### [Material for this task]
..............................

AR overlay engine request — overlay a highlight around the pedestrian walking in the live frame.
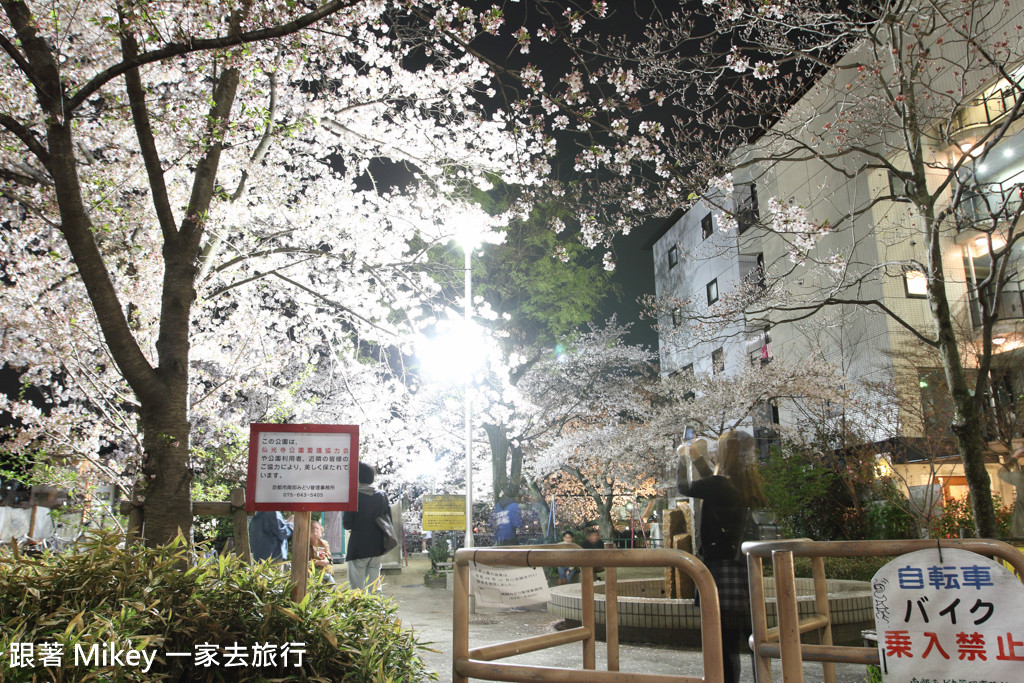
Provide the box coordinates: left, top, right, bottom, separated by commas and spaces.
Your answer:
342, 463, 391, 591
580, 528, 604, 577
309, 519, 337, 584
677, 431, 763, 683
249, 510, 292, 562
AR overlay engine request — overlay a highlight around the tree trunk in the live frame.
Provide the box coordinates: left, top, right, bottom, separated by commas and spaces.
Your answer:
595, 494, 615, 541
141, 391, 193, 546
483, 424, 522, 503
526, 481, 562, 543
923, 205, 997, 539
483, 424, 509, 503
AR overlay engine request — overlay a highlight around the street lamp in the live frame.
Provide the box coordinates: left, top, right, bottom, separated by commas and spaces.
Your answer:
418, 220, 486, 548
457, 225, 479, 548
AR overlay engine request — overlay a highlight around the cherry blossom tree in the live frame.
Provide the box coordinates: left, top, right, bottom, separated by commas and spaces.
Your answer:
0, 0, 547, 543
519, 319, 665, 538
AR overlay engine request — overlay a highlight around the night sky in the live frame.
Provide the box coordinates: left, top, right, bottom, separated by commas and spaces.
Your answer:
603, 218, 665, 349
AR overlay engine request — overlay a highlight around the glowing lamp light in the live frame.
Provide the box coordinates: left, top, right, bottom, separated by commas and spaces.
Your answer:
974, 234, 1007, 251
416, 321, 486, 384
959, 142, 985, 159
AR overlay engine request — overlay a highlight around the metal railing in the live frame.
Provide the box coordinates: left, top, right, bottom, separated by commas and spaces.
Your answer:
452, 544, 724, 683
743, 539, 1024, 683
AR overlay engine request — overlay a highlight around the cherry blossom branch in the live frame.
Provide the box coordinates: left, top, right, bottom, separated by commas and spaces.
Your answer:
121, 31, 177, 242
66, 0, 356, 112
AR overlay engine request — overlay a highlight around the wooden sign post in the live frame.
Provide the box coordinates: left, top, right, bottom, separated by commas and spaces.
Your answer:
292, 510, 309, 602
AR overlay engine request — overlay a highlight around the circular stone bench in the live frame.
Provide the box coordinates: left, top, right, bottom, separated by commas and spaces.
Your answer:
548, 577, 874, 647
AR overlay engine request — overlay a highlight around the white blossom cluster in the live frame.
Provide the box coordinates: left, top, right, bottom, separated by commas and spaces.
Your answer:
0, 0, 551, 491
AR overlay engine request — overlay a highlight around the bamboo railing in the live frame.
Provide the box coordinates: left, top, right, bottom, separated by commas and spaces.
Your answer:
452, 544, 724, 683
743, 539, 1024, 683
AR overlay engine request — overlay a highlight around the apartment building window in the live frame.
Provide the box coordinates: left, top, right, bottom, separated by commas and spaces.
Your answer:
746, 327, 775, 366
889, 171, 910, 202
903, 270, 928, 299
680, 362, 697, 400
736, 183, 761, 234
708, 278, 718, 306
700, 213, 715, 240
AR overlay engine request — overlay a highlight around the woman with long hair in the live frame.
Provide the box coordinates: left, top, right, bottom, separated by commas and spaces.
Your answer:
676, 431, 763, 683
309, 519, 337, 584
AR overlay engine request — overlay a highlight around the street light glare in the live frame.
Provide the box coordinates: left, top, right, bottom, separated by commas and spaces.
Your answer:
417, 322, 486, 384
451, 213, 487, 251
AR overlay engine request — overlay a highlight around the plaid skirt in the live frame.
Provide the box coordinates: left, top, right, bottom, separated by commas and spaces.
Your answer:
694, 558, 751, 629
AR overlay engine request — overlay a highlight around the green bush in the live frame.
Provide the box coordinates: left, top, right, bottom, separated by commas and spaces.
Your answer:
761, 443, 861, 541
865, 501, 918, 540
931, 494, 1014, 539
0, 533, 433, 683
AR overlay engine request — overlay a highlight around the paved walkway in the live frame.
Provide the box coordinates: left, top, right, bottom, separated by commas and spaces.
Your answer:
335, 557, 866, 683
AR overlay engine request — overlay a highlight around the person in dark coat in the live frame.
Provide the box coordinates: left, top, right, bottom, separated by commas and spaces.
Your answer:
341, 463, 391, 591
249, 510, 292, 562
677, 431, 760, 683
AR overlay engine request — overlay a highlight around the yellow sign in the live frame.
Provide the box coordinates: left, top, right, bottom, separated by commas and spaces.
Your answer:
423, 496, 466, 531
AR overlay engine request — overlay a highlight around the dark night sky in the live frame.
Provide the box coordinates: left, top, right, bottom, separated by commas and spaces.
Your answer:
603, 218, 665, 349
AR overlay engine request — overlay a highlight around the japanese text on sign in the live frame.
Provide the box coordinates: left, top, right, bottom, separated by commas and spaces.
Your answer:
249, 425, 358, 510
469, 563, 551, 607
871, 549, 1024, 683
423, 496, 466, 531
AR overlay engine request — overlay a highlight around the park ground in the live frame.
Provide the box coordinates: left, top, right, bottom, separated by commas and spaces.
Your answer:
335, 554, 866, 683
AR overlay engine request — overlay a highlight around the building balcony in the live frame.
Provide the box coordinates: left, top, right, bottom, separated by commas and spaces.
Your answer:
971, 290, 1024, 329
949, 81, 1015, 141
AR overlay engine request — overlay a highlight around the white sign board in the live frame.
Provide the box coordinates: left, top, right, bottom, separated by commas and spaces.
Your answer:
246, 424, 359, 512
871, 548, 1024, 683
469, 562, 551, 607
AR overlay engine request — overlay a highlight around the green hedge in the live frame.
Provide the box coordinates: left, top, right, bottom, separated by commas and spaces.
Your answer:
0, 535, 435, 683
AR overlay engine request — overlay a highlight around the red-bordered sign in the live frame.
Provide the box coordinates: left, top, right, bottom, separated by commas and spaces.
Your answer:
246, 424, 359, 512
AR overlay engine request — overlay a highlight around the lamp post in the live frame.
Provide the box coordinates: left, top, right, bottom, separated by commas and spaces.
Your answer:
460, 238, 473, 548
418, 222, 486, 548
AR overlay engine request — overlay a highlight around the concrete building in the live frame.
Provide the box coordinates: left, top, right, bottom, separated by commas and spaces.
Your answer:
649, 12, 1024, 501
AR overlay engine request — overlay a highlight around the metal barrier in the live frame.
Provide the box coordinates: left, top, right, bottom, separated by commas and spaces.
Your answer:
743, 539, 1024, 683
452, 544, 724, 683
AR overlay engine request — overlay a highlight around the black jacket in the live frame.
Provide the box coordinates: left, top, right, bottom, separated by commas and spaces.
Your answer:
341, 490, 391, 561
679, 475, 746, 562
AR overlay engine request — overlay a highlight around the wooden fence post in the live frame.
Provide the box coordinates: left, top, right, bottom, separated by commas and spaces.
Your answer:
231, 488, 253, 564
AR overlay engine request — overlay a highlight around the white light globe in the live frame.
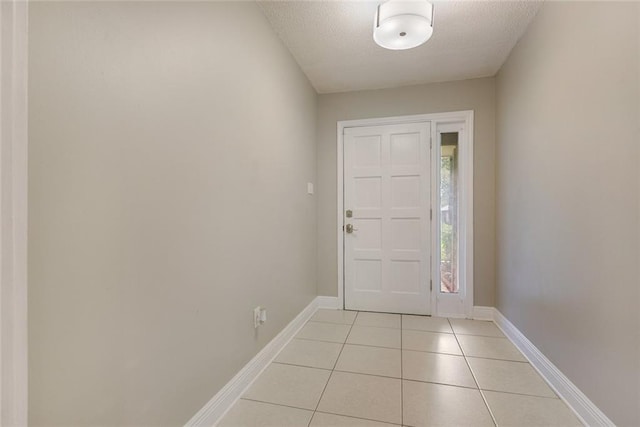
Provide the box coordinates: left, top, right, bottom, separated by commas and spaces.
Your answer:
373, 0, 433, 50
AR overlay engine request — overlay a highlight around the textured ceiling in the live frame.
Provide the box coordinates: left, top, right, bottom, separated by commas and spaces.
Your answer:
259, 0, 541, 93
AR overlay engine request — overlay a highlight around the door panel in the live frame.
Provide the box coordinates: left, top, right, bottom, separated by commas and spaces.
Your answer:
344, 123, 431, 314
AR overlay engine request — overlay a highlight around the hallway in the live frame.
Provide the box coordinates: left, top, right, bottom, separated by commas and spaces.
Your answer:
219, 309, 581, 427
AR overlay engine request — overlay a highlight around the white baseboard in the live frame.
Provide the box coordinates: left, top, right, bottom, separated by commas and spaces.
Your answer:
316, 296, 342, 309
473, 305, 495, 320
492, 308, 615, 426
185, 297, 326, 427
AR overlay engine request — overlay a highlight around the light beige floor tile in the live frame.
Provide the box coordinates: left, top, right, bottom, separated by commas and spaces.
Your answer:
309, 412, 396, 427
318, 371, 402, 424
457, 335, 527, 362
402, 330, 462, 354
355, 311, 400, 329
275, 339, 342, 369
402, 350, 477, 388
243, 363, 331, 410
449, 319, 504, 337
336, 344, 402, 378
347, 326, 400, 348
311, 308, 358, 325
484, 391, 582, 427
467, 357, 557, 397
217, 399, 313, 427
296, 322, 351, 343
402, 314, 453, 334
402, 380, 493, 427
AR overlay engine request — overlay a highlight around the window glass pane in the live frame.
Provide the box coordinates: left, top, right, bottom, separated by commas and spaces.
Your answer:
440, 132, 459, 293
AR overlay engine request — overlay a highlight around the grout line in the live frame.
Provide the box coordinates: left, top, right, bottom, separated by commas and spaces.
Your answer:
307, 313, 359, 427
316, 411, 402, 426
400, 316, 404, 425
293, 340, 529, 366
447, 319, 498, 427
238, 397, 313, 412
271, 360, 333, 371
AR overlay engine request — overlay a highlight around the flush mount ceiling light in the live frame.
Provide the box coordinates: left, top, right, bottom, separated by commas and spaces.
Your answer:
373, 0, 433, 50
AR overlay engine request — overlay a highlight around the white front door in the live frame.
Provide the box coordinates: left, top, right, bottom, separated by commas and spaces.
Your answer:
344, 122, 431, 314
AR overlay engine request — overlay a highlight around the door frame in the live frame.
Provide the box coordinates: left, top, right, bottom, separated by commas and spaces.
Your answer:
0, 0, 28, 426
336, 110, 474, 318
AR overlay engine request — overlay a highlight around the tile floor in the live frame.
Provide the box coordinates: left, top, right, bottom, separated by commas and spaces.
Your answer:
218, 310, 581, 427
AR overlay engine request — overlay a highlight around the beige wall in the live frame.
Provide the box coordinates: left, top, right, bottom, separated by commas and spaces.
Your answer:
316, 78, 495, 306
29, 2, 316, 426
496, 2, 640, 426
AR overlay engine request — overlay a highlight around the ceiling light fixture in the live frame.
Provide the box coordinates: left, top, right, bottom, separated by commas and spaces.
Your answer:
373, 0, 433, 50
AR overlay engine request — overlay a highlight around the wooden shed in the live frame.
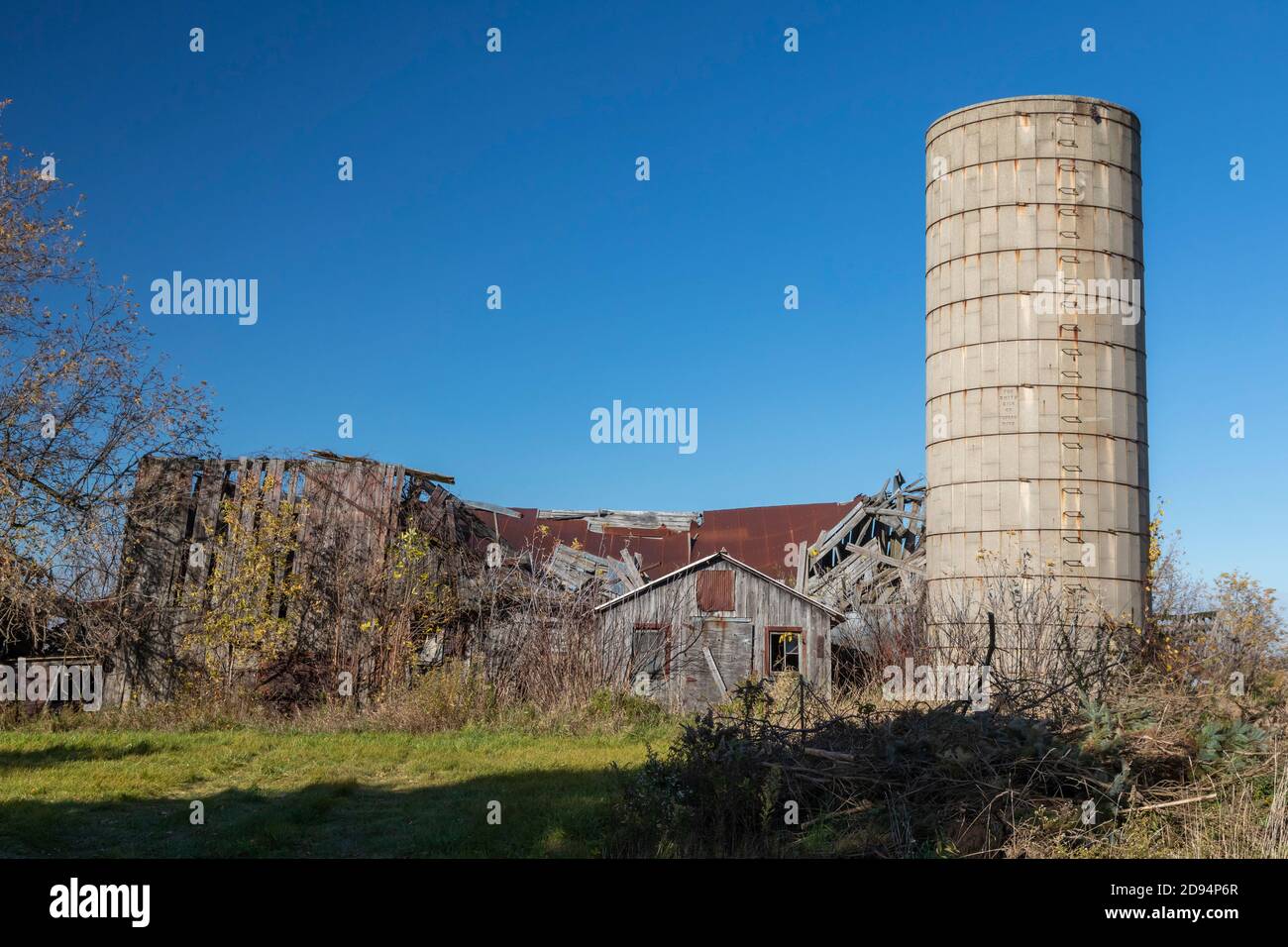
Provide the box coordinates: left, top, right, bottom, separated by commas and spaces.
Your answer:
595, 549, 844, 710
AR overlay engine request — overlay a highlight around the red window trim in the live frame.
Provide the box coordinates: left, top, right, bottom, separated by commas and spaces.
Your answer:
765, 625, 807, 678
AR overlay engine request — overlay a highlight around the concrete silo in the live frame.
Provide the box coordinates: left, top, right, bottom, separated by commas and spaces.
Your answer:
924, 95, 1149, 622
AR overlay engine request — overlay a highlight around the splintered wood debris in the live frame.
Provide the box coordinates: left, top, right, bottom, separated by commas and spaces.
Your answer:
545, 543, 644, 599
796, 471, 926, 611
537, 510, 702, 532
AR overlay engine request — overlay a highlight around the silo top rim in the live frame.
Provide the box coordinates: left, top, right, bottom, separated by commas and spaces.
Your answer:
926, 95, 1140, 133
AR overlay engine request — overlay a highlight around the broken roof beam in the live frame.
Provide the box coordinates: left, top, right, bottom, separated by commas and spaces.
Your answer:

..............................

### [Exercise aim]
Copy out the data beginning at the line that has "frame in the live frame." and ending after the line that has "336, 110, 474, 318". Keep every line, but multiply each box coordinate in the answers by 2.15 and round it to the nearest whole number, with halves rounding up.

### [Response to the task]
AR overlay engine request — overlay a highlight around the door frame in the live frame.
Provide the box coordinates: left, top, right, bottom, separated by commas and spaces.
Your answer:
0, 0, 60, 916
722, 237, 1019, 684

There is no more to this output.